[Requirement]:
Please write out the line containing "Ground shoulder strap." and each line after it through the end of the data, exactly, and nothing else.

-------- Data supplied

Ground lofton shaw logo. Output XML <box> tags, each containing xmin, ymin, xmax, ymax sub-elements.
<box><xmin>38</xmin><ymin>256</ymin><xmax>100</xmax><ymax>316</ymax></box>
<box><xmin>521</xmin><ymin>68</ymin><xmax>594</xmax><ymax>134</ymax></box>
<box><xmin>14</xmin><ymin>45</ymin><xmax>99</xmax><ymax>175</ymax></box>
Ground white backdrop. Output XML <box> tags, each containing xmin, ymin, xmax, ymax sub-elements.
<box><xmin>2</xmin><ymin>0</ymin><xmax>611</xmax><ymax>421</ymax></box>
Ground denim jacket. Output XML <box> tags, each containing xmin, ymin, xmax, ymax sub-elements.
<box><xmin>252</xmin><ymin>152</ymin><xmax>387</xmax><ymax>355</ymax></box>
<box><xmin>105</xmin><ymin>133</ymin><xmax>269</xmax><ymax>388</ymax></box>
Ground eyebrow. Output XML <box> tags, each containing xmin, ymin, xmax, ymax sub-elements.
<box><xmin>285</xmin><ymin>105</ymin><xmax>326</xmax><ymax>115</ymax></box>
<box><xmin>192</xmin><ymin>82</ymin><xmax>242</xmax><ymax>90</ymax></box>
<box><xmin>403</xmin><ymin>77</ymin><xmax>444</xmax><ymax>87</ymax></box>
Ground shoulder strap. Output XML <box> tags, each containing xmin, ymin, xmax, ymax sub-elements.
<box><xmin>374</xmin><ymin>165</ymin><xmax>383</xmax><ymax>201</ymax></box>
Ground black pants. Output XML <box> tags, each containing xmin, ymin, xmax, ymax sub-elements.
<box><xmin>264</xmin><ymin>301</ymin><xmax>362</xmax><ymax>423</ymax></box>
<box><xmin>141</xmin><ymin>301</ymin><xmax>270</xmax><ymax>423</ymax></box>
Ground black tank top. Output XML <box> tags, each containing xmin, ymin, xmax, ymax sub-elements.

----------------

[Finished task]:
Ground shoulder strap. Output XML <box> tags, each containing xmin, ymin, xmax, ymax sub-elements.
<box><xmin>374</xmin><ymin>165</ymin><xmax>383</xmax><ymax>201</ymax></box>
Ground black pants. Output XML <box> tags, each containing xmin, ymin, xmax, ymax sub-elements.
<box><xmin>264</xmin><ymin>301</ymin><xmax>362</xmax><ymax>423</ymax></box>
<box><xmin>141</xmin><ymin>301</ymin><xmax>270</xmax><ymax>423</ymax></box>
Ground black tank top. Output XML <box> tags, each containing xmin, ymin, xmax, ymax sub-elements.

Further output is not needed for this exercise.